*** Opening Input data ***
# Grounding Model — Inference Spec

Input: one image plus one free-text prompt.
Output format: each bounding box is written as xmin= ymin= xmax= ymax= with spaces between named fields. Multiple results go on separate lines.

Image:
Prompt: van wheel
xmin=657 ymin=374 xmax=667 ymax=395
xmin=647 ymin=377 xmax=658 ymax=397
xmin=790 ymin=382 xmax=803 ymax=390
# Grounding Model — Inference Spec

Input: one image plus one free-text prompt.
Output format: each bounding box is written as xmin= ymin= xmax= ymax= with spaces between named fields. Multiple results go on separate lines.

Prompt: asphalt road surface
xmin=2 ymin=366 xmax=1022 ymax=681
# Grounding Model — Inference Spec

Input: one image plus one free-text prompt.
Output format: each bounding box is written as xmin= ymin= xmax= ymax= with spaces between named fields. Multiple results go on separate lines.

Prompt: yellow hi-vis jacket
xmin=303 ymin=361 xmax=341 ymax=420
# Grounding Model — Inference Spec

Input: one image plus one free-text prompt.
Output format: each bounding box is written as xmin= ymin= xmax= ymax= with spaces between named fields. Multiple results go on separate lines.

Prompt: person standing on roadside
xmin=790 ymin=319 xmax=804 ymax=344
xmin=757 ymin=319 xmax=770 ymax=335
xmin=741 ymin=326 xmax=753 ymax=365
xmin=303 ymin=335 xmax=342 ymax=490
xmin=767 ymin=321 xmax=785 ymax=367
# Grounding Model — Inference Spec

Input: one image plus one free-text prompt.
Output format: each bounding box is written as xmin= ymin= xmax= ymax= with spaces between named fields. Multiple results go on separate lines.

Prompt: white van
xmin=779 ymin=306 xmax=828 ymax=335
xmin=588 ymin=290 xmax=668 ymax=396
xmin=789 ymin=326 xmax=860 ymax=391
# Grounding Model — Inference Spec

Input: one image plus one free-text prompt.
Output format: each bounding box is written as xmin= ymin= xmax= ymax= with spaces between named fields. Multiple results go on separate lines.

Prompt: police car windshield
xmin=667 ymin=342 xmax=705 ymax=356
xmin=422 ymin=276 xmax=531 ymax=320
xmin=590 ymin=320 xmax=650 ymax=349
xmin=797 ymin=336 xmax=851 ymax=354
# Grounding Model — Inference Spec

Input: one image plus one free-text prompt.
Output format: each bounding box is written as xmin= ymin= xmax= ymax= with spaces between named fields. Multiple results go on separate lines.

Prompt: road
*** Closing Input data ***
What you are asked to do: Print all the data exactly as shown above.

Answer for the task:
# Grounding Model — Inference Spec

Input: one image plus one free-text prompt.
Output format: each bounding box is written as xmin= ymin= xmax= ymax= with spaces between named fields. Multiple results go on separate lines.

Image:
Prompt: van wheel
xmin=657 ymin=374 xmax=667 ymax=395
xmin=647 ymin=377 xmax=658 ymax=397
xmin=790 ymin=382 xmax=803 ymax=390
# Grounding Model — Inference Spec

Input: one image plus one free-text prompt.
Output format: each bounding box is written as xmin= ymin= xmax= ymax= with spaces between named fields. Multiple results go on separate lines.

Prompt: asphalt road surface
xmin=2 ymin=366 xmax=1022 ymax=681
# Grounding Model — Inference Spec

Input: one image plus one free-text prompt.
Output format: each bounding box is written as xmin= ymin= xmax= ymax= with spaces between named fields. Multiple results go on separate lines.

Prompt: yellow hi-vis jacket
xmin=303 ymin=361 xmax=341 ymax=420
# Grounding Model — Inference Spec

Input: one image plus one free-text prompt.
Output format: each bounding box is written as xmin= ymin= xmax= ymax= with spaces between named fields. Multiple results go on separate lines.

Prompt: person standing on roadside
xmin=790 ymin=319 xmax=804 ymax=344
xmin=757 ymin=319 xmax=770 ymax=335
xmin=741 ymin=326 xmax=753 ymax=365
xmin=303 ymin=335 xmax=342 ymax=490
xmin=767 ymin=321 xmax=785 ymax=367
# Grounding Model — Inference Spec

Input: one image plus one free-text prompt.
Output format: each bounding box is written as xmin= ymin= xmax= ymax= with spaces between named fields. Multiple results go on separate lines.

Prompt: white van
xmin=779 ymin=306 xmax=828 ymax=335
xmin=588 ymin=290 xmax=668 ymax=396
xmin=789 ymin=326 xmax=860 ymax=391
# Grounding Model — Inference Spec

Input: one image plus one free-text prompt.
Output format: each bounding box is written as xmin= ymin= xmax= ymax= with spaces between named fields. Multiple results go on separate lines.

Prompt: police car windshield
xmin=667 ymin=342 xmax=705 ymax=356
xmin=422 ymin=276 xmax=531 ymax=320
xmin=590 ymin=320 xmax=650 ymax=349
xmin=797 ymin=336 xmax=851 ymax=354
# Grounding Model — Inference Spec

Input: one image plus one free-text prompt.
Output format: each bounding box is written as xmin= ymin= xmax= ymax= with spaces between named fields. Multiple results go on separate lines.

Prompt: road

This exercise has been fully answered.